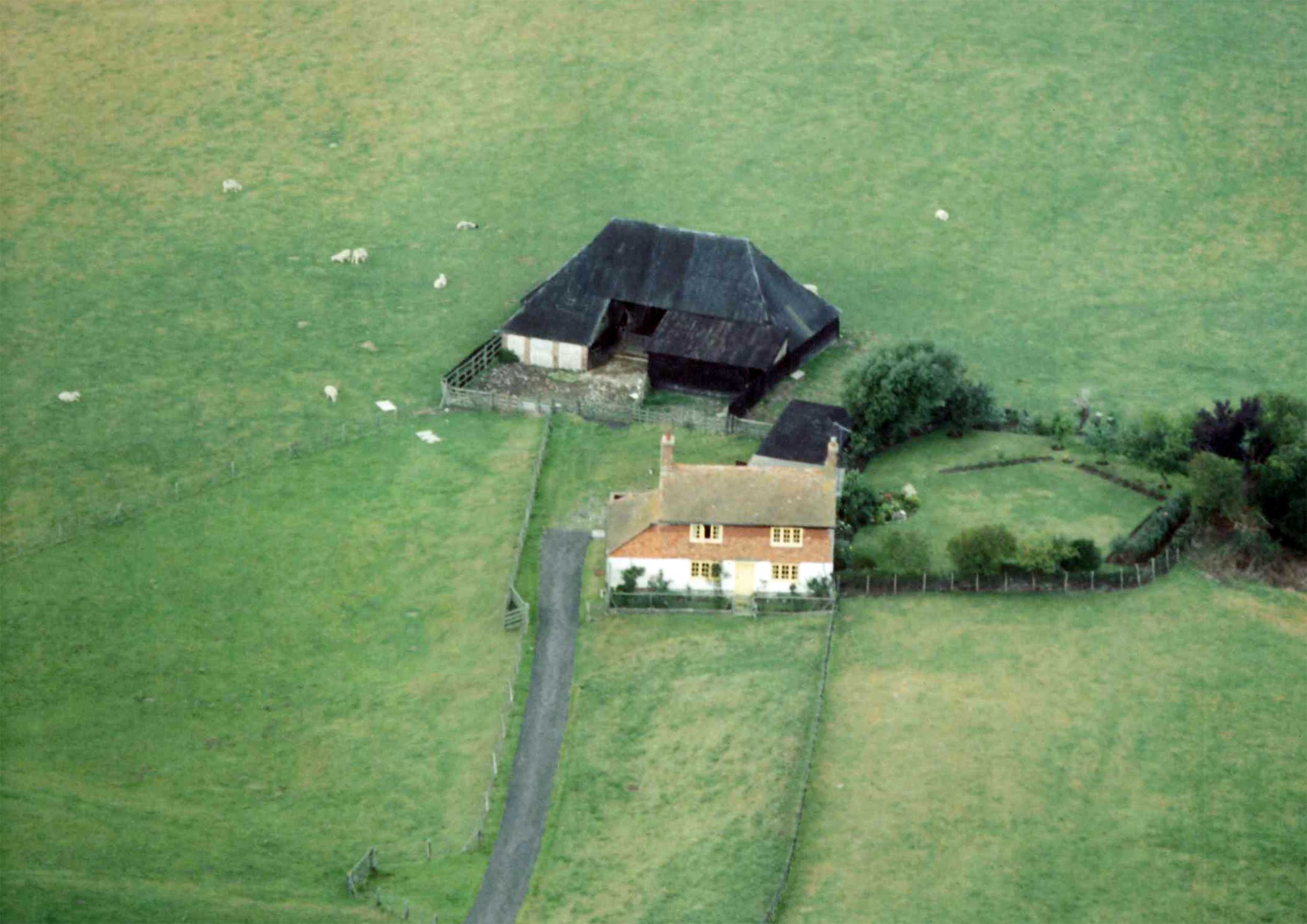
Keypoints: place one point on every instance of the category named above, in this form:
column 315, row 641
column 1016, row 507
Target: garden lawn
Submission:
column 1127, row 187
column 1107, row 757
column 1036, row 499
column 680, row 770
column 213, row 711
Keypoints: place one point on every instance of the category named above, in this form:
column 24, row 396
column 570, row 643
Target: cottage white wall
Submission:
column 571, row 356
column 517, row 344
column 542, row 353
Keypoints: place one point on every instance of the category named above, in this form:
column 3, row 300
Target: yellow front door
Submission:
column 744, row 580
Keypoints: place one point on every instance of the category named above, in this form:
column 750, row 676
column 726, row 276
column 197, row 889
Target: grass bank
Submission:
column 215, row 710
column 1098, row 758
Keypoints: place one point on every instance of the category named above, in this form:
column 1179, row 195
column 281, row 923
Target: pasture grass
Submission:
column 1041, row 497
column 215, row 710
column 679, row 774
column 1126, row 182
column 1105, row 757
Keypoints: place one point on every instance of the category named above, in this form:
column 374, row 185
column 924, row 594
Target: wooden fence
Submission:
column 474, row 399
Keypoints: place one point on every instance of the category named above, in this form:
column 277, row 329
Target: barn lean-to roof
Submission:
column 672, row 268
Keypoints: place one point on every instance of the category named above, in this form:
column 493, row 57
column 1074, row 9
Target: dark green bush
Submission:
column 903, row 552
column 1084, row 556
column 982, row 549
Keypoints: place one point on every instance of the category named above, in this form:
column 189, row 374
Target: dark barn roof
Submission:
column 804, row 430
column 670, row 268
column 712, row 340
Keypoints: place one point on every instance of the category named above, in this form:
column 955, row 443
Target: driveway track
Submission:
column 563, row 556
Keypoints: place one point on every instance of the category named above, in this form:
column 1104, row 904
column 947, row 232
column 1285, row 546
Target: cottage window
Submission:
column 785, row 573
column 787, row 536
column 705, row 533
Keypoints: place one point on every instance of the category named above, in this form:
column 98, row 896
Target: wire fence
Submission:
column 1126, row 578
column 770, row 915
column 121, row 507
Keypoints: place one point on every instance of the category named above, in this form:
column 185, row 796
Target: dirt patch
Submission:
column 616, row 382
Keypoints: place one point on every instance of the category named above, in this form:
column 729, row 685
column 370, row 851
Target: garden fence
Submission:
column 770, row 915
column 875, row 583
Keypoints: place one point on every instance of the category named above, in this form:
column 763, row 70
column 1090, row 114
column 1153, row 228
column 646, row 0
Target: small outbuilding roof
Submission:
column 723, row 341
column 804, row 432
column 668, row 268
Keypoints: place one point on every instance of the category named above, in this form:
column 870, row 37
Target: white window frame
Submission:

————

_BRIEF_. Please change every "Submission" in the rows above to "Answer" and give the rows again with nothing else altered. Leave the pictures out.

_ANSWER TO THE EXERCISE_.
Keypoints: place one point on every instance of the category named above, in this form:
column 315, row 641
column 1016, row 507
Target: garden lawn
Answer:
column 1127, row 187
column 1107, row 757
column 1036, row 499
column 680, row 770
column 213, row 711
Keypoints: place one point on every instance of the category named above, in this form:
column 24, row 396
column 570, row 643
Target: cottage white wall
Answer:
column 571, row 356
column 517, row 344
column 542, row 353
Keypoints: place one point on every instance of the category named above, in this form:
column 3, row 300
Target: yellow front door
Answer:
column 744, row 580
Keypoints: place one point on every instance of the category named above, in this form:
column 750, row 676
column 726, row 276
column 197, row 889
Target: grass bank
Answer:
column 215, row 710
column 1098, row 758
Keypoints: place one point on every instance of the category named above, in this form:
column 1179, row 195
column 281, row 923
Target: pasture grass
Answer:
column 1041, row 497
column 215, row 710
column 679, row 774
column 1126, row 182
column 1105, row 757
Keypoints: place one point on every instance of the category named above, in this form:
column 374, row 185
column 924, row 594
Target: wooden fence
Answer:
column 474, row 399
Keypoints: place one point on every instance of the category named above, in this form:
column 277, row 329
Target: barn lean-to roof
Answer:
column 672, row 268
Keypoints: place one point on every instance of the category named above, in this form:
column 493, row 57
column 1074, row 9
Target: dark green bush
Answer:
column 903, row 552
column 1084, row 556
column 982, row 549
Keypoints: place one point on every instance of the category named above, in this form:
column 189, row 374
Target: dark barn roof
Answer:
column 804, row 430
column 670, row 268
column 712, row 340
Keypoints: place one point on every instance of the category named above, in this form:
column 955, row 443
Target: driveway track
Answer:
column 563, row 556
Keypoints: place one point on every instance of the category named above, in this form:
column 1104, row 904
column 947, row 232
column 1285, row 546
Target: cottage window
Answer:
column 785, row 573
column 787, row 536
column 705, row 533
Keypoints: place one point on every instance of the category named above, in this form:
column 98, row 896
Target: wire fence
Answer:
column 1126, row 578
column 770, row 915
column 121, row 507
Keypoints: place one point on every instance of the category named above, in this form:
column 185, row 796
Target: dirt patch
Answer:
column 616, row 382
Keypoints: place one point on every instance of the category named above, in this form:
column 729, row 685
column 370, row 851
Target: garden fence
Answer:
column 770, row 915
column 875, row 583
Keypoints: place one point on every instance of the category named above, in this form:
column 763, row 70
column 1090, row 114
column 1153, row 228
column 646, row 0
Target: small outbuilding roof
Answer:
column 723, row 341
column 804, row 432
column 668, row 268
Keypoints: place one point on every instance of the category named above, in this form:
column 870, row 37
Target: white window frame
Answer:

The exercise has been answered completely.